- **Document segment**:
Kent

The mating wheel

dragonflies mating wheel

The insect lovers seem to be transferring the cosmos into each other
by attaching at the tail, holding utterly still, and quivering intently.
I think (on what evidence?) that they are different from us.
That they mate and are done with mating.

(‘Dragonflies Mating’ – Robert Hass)

The North Kent marshes: a dragonfly paradise. I came across this pair of Migrant Hawkers on a warm September day, on a stretch of marshland called Dagnam Saltings. This coupling of male (the blue one) and female (the green one) is known as a mating wheel. Though it looks beautiful, it’s a brutal encounter. The females are wrestled, bitten and stabbed into submission, leaving them covered with puncture marks. Of course, rape and assault are harder to recognise when viewing at the insect scale, but this is gene propagation not romantic courtship. It’s hard even in the Age of Darwin not to sentimentalise nature, but anyone who remembers the pre-Attenborough days of the Disney nature films will know what treacly places can lie in wait. Here’s an egregious instance from the Daily Mail: ‘Love is… two dragonflies mating’.

The folklore tradition is much less dewy-eyed. Dragonflies are seen as hostile, the Devil’s darning needles, sewing up mouths and eyes, tormenting horses, and presaging evil. But the more we know about the amoral workings of nature, (and the further our technology distances us from it) the greater, it seems, our need to put a mawkish gloss on it. Still, there’s a balance to be struck between wonder and clear sight. I remember the beauty of the day and the fascination of watching the Migrant Hawker pair, hanging so precariously from a stalk, and then flying off, still clasped in their violent embrace, a minor miracle of balance and coordination.

- **Material supplied**:

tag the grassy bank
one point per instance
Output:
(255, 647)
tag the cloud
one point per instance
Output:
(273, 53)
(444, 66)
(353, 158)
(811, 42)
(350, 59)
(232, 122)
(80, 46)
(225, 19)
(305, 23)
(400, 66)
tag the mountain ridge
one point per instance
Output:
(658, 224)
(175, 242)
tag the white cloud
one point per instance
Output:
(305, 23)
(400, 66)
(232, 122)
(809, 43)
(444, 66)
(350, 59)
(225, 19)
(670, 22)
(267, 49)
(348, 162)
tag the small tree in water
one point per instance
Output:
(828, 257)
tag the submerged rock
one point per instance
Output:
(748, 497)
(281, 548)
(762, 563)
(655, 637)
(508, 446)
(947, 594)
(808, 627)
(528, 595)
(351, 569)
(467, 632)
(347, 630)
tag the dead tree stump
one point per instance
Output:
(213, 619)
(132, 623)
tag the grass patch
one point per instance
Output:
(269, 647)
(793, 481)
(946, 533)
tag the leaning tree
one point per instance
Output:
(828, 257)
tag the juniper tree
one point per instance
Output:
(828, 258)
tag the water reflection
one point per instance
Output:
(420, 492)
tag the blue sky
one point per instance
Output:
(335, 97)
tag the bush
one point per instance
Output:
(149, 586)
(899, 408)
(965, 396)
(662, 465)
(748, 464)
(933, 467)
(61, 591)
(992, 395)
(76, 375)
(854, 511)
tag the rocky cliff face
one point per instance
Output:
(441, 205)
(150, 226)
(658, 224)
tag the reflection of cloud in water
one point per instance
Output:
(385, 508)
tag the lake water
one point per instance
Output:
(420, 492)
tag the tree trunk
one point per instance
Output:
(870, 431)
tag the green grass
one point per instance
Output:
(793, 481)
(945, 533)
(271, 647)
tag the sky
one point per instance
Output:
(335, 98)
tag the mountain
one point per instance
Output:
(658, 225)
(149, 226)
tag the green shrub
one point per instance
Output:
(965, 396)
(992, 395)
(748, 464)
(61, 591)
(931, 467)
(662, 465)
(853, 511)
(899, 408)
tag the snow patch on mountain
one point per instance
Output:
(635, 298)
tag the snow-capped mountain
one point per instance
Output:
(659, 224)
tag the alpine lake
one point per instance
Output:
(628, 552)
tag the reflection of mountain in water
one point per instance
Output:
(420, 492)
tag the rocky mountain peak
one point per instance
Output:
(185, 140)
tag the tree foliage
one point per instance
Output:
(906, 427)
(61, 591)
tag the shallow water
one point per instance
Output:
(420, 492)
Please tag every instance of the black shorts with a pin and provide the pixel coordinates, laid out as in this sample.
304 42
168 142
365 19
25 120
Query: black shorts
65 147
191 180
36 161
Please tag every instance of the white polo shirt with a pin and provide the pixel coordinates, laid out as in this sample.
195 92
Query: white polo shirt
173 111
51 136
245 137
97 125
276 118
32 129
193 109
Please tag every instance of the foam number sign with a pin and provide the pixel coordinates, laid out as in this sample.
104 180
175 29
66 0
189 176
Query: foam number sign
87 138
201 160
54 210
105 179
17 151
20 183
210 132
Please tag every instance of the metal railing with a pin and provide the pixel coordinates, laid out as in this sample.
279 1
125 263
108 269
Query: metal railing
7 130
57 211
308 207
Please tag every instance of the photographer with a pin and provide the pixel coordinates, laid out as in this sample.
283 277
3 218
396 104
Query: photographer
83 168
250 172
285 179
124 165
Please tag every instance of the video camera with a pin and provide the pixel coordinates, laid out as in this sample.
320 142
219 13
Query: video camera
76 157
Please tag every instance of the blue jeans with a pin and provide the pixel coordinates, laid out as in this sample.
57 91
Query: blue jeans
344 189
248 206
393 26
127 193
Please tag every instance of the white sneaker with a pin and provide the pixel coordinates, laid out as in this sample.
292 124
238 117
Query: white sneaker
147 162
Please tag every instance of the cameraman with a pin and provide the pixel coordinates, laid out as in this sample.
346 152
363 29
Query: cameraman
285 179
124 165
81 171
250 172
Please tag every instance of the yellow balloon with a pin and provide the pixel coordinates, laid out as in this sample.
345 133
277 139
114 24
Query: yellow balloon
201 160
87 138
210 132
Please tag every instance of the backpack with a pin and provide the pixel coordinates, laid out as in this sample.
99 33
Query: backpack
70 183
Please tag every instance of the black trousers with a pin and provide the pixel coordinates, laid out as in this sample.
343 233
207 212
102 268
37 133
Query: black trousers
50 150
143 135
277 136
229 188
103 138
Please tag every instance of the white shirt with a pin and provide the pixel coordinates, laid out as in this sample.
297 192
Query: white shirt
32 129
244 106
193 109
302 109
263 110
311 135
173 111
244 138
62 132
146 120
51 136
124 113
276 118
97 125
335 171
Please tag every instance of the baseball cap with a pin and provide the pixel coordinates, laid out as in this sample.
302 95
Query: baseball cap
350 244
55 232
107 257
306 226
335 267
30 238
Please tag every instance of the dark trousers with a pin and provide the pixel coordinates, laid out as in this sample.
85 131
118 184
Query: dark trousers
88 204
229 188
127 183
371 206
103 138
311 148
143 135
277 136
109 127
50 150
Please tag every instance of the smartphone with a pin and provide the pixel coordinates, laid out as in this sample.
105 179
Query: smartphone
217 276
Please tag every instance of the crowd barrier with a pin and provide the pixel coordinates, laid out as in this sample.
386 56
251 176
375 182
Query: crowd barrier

- **What to do**: In the piece on mating dragonflies, what is the name of the marshland where the pair of Migrant Hawkers was seen? The lines aren't needed for this.

- **Result**: Dagnam Saltings, in the North Kent marshes.